## Text provided
————
6. Tell students that the deep, flat portions of the ocean floor
are referred to as the abyss or the abyssal plain. Trenches occur where
one of Earth's crustal plates is sliding under another. The continental
slope is the area of ascent that leads to the continental shelf, the underwater
edge of a continent.
7. Hand out the student pages. Have students
examine the map of the Atlantic Ocean. Explain that it shows what the ocean
would look like if all the water were removed. Compare the area of the map
to a wall map of the world, then have students find the labeled continental
shelves, abyssal plains, continental slopes, trenches, and ridges. Parts
of the Atlantic trenches are more than eight kilometers deep. To make that
distance more meaningful to students, use the distance between two familiar
landmarks in your area (eight kilometers equal five miles). Or have them
figure out how many school buses (each about ten meters long) would have
to line up to cover a distance of eight thousand meters (eight hundred).
Tell them that parts of the Atlantic Ocean are that deep from the surface
down to the ocean floor.
8. When students seem ready to work on their own, have them plot
the data points to draw an ocean profile between Florida and Dakar, Senegal.
(These data are approximate and have been simplified somewhat.) Make sure
students understand that a profile is a side view of the ocean floor
if you made the journey along a straight line between two locations.
9. Tell students that this treasure hunt for the location of gold
is based on real salvage efforts to bring up the cargo of a World War II
Japanese submarine torpedoed en route to Europe with supplies of precious
metals. It takes the work of people of many nations to accomplish such a
task. This activity raises the issue of respect for the dead who were lost
with the vessel as well as more temporal and legal disputes about who owns
bounty that lies in international waters. Tell students that a nation has
legal rights to waters two hundred miles off its coast. At one time countries
claimed a mere three miles because that was as far as a cannonball could
reach. Later, the limit was extended to twelve miles, then two hundred.
————
## Data listing
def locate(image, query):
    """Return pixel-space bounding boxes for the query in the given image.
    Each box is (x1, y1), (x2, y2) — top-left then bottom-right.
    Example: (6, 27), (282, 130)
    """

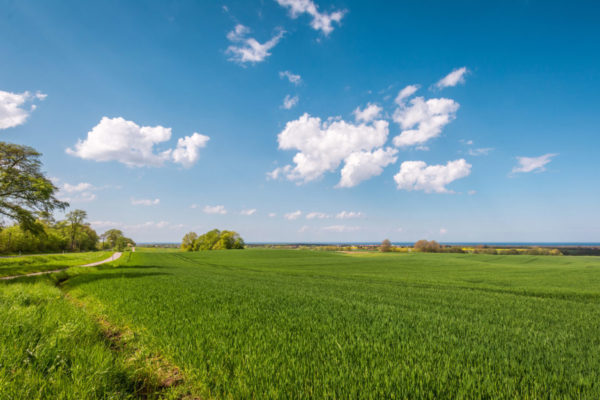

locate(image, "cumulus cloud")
————
## Request
Write out the passage from the ocean-floor lesson text word for word, starting at "8. When students" and ending at "between two locations.".

## The reply
8. When students seem ready to work on their own, have them plot
the data points to draw an ocean profile between Florida and Dakar, Senegal.
(These data are approximate and have been simplified somewhat.) Make sure
students understand that a profile is a side view of the ocean floor
if you made the journey along a straight line between two locations.